The data →
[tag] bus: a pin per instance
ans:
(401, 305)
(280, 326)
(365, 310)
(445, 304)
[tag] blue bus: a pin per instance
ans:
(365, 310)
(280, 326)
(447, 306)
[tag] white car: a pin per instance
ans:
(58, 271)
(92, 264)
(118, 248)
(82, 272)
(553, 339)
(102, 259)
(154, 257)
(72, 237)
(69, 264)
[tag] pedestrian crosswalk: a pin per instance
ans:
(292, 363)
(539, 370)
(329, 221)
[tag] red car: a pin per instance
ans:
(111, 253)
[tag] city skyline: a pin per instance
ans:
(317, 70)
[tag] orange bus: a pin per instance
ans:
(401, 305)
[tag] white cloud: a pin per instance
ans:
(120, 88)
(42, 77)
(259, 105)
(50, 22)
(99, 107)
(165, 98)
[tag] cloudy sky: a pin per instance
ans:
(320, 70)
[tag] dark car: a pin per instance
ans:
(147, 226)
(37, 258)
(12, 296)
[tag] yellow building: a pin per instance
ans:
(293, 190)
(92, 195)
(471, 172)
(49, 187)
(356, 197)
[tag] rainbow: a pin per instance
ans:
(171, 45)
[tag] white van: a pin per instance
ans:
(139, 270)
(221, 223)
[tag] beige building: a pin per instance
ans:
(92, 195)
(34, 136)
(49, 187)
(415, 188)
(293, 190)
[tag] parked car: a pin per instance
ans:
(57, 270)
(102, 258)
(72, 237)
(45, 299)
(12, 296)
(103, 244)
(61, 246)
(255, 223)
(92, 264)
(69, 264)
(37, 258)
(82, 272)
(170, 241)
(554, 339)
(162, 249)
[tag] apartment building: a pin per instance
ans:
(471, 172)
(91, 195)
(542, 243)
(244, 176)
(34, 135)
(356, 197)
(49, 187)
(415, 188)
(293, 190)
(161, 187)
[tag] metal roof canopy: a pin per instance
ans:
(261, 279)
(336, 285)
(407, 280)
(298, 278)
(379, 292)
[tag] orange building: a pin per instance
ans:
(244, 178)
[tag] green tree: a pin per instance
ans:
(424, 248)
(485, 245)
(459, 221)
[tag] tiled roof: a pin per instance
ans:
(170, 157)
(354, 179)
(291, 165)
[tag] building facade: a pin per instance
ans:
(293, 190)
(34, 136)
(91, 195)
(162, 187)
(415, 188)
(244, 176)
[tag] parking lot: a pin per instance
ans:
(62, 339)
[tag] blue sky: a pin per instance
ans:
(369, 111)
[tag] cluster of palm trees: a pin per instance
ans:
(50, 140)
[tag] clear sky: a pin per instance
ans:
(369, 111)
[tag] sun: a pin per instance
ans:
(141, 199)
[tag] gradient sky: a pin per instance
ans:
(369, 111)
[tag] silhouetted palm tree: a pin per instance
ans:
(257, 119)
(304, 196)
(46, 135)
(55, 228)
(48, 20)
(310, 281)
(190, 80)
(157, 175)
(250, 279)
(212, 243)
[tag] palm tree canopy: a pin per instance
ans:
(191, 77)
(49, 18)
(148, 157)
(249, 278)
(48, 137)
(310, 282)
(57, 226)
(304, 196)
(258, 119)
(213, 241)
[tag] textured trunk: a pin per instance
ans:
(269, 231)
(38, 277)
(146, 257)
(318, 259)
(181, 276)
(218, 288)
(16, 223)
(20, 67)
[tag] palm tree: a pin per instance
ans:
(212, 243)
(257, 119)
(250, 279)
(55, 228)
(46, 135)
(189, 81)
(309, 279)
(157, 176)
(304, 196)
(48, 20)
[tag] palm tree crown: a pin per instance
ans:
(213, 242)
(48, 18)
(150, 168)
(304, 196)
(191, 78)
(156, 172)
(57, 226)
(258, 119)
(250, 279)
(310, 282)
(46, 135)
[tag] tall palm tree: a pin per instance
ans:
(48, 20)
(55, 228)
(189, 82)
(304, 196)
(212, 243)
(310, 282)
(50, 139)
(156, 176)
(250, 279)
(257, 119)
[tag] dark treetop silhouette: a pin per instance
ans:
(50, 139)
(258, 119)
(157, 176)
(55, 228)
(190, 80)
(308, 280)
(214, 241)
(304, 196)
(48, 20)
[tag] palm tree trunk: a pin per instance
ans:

The request → Rewrite all of the lines above, putting "one point for each instance" in place of every "a pin per instance" and changing nothing else.

Worked answer →
[tag] bus: one point for each instance
ans:
(401, 305)
(280, 326)
(365, 310)
(445, 304)
[tag] blue bus: one point for each instance
ans:
(365, 310)
(280, 326)
(447, 306)
[tag] white car: one point for each instance
ans:
(58, 271)
(92, 264)
(118, 248)
(82, 272)
(553, 339)
(102, 259)
(154, 257)
(72, 237)
(69, 264)
[tag] pedestrian crosswalk: one point for each instance
ans:
(292, 363)
(539, 370)
(329, 221)
[tag] red car: one point for each instance
ans:
(111, 253)
[tag] city skyline: one point for each instance
ans:
(317, 70)
[tag] orange bus: one point for each instance
ans:
(401, 305)
[tag] white cloud: one point for each instance
ans:
(120, 88)
(42, 77)
(259, 105)
(50, 22)
(99, 107)
(165, 98)
[tag] cloudy sky: one point for each instance
ans:
(320, 70)
[tag] dark car: one point for each instance
ans:
(147, 226)
(37, 258)
(12, 296)
[tag] yellow building: one point for each instance
ans:
(293, 190)
(92, 195)
(471, 172)
(49, 187)
(356, 197)
[tag] rainbow: one point for each instance
ans:
(171, 45)
[tag] white van: one point for each instance
ans:
(139, 270)
(221, 223)
[tag] beige building: one point for each instance
ans:
(92, 195)
(34, 136)
(49, 187)
(415, 188)
(293, 190)
[tag] parked car: one point for each instance
ans:
(57, 270)
(102, 258)
(72, 237)
(45, 299)
(12, 296)
(103, 244)
(61, 246)
(255, 223)
(92, 264)
(69, 264)
(37, 258)
(82, 272)
(170, 241)
(554, 339)
(162, 249)
[tag] apartment building: one point for each instance
ans:
(471, 172)
(91, 195)
(542, 243)
(244, 176)
(34, 135)
(356, 197)
(49, 187)
(415, 188)
(293, 190)
(161, 187)
[tag] metal roof canopy: one point for each instance
ans:
(261, 279)
(336, 285)
(407, 280)
(298, 278)
(379, 292)
[tag] orange building: one point for each instance
ans:
(244, 178)
[tag] green tree: one point for each instance
ans:
(424, 248)
(485, 245)
(459, 221)
[tag] tiled roof: one point for each instance
ans:
(170, 157)
(354, 179)
(291, 165)
[tag] building facade: one point for each instance
ans:
(293, 190)
(34, 136)
(91, 195)
(162, 187)
(415, 188)
(244, 176)
[tag] parking lot: one point for each instance
ans:
(62, 339)
[tag] blue sky: one point for each instance
ans:
(369, 111)
[tag] cluster of palm trees: one point for each instance
ans:
(50, 140)
[tag] clear sky: one point for each instance
ans:
(369, 111)
[tag] sun: one point for each instance
ans:
(141, 199)
[tag] gradient sky: one point for each instance
ans:
(369, 111)
[tag] silhouetted palm tree: one point for each instance
ans:
(257, 119)
(304, 196)
(46, 135)
(55, 228)
(48, 20)
(310, 281)
(190, 80)
(157, 175)
(250, 279)
(212, 243)
[tag] palm tree canopy: one point for each instance
ans:
(191, 77)
(49, 18)
(148, 157)
(249, 278)
(48, 137)
(310, 282)
(57, 226)
(304, 196)
(258, 119)
(213, 241)
[tag] textured trunk: one point for each instance
ans:
(269, 231)
(38, 277)
(146, 257)
(318, 259)
(181, 276)
(218, 288)
(16, 223)
(20, 67)
[tag] palm tree: one point for each instance
ans:
(212, 243)
(257, 119)
(250, 279)
(55, 228)
(46, 135)
(189, 81)
(309, 279)
(157, 176)
(304, 196)
(48, 20)
[tag] palm tree crown: one point for each instance
ans:
(213, 242)
(48, 18)
(150, 168)
(304, 196)
(191, 78)
(156, 172)
(57, 226)
(258, 119)
(250, 279)
(310, 282)
(46, 135)
[tag] tall palm tree: one point for each instance
ans:
(48, 20)
(55, 228)
(189, 82)
(304, 196)
(212, 243)
(310, 282)
(50, 139)
(156, 176)
(250, 279)
(257, 119)
[tag] dark treetop silhouette: one point for each instance
ans:
(50, 139)
(258, 119)
(157, 176)
(55, 228)
(190, 80)
(308, 280)
(214, 241)
(304, 196)
(48, 20)
[tag] palm tree trunk: one point for each instance
ans:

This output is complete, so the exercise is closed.